=== TASK TO COMPLETE ===
Reproduce all of the data below, replacing each occurrence of "locator" with "point finder" and leaving everything else unchanged.

##########

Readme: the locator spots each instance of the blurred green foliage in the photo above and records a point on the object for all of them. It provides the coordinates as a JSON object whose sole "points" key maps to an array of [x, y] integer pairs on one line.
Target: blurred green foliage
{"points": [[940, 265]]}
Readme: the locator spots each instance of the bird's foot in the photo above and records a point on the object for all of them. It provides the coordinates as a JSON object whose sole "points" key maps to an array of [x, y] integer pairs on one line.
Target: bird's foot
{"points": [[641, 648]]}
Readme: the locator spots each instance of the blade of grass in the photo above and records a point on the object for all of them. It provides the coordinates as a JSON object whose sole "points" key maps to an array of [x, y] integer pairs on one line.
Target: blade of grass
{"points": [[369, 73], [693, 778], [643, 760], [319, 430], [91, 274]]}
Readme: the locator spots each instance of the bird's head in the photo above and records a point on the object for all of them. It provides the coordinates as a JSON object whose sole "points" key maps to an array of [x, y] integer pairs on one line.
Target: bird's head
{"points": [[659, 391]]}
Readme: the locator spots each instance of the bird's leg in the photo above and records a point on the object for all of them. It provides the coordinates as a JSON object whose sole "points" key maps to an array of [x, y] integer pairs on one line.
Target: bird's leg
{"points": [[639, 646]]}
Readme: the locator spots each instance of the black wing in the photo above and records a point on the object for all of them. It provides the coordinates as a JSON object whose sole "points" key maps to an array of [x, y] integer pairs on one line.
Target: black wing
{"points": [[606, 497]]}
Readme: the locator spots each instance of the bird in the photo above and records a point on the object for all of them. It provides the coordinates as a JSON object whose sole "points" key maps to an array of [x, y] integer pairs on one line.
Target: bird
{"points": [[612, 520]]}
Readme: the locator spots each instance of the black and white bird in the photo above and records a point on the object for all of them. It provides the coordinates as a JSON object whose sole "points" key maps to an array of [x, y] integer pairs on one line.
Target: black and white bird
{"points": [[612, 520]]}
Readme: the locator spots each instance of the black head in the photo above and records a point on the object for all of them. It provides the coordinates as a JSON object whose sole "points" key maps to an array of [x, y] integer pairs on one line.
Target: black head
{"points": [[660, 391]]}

##########

=== FULL RESPONSE ===
Readme: the point finder spots each instance of the blurred green foliage in the photo above and records a point on the object for all of them. It provides the coordinates as a JSON object whose sole "points" key maps to an array of [x, y] integer pairs on one line.
Target: blurred green foliage
{"points": [[940, 265]]}
Readme: the point finder spots each instance of the bird's foot in the photo above and records a point on the object for all of them. It provides the coordinates as a JSON object whose sole "points" key maps to an array of [x, y] integer pairs on one line.
Target: bird's foot
{"points": [[641, 648]]}
Readme: the point finder spots each instance of the blade of grass in the photo above and records a point on the object for all of them. It provides the coordinates as a JSON object whose sole "points" key maps to an array of [x, y] integer pairs on one line.
Target: blade of grass
{"points": [[369, 73], [693, 778], [643, 760], [319, 430], [91, 274]]}
Readme: the point finder spots each instance of the bird's head in the photo above and records a point on the object for all of them. It provides the coordinates as a JSON object whose sole "points" key maps to an array of [x, y] integer pairs on one line.
Target: bird's head
{"points": [[659, 391]]}
Readme: the point finder spots each instance of the bird's leg in the photo above and records a point on the object for all of them. It provides the coordinates as a JSON object whose sole "points" key maps to an array of [x, y] integer pairs on one line.
Target: bird's leg
{"points": [[639, 646]]}
Readme: the point finder spots each instance of the black wing in the photo above and records a point on the object for all of them. It provides the coordinates as a JSON object whose sole "points" key maps to an array of [x, y] integer pairs on one line.
Target: black wing
{"points": [[606, 497]]}
Readme: the point finder spots each instance of the bird in the photo above and records a point on the object for all of them. It provides the coordinates as a JSON object whose sole "points" key maps to an array of [x, y] integer pairs on one line.
Target: bird
{"points": [[612, 520]]}
Readme: the point finder spots each instance of the black and white bird in the photo above and records a point on the object for all of them. It provides the coordinates as a JSON object whose sole "points" key maps to an array of [x, y] integer pairs on one line.
Target: black and white bird
{"points": [[612, 520]]}
Readme: the point finder spots each instance of the black head in the photo above and records a point on the object for all of them. It provides the coordinates as a JSON object whose sole "points" key maps to an array of [x, y] integer pairs on one line.
Target: black head
{"points": [[660, 391]]}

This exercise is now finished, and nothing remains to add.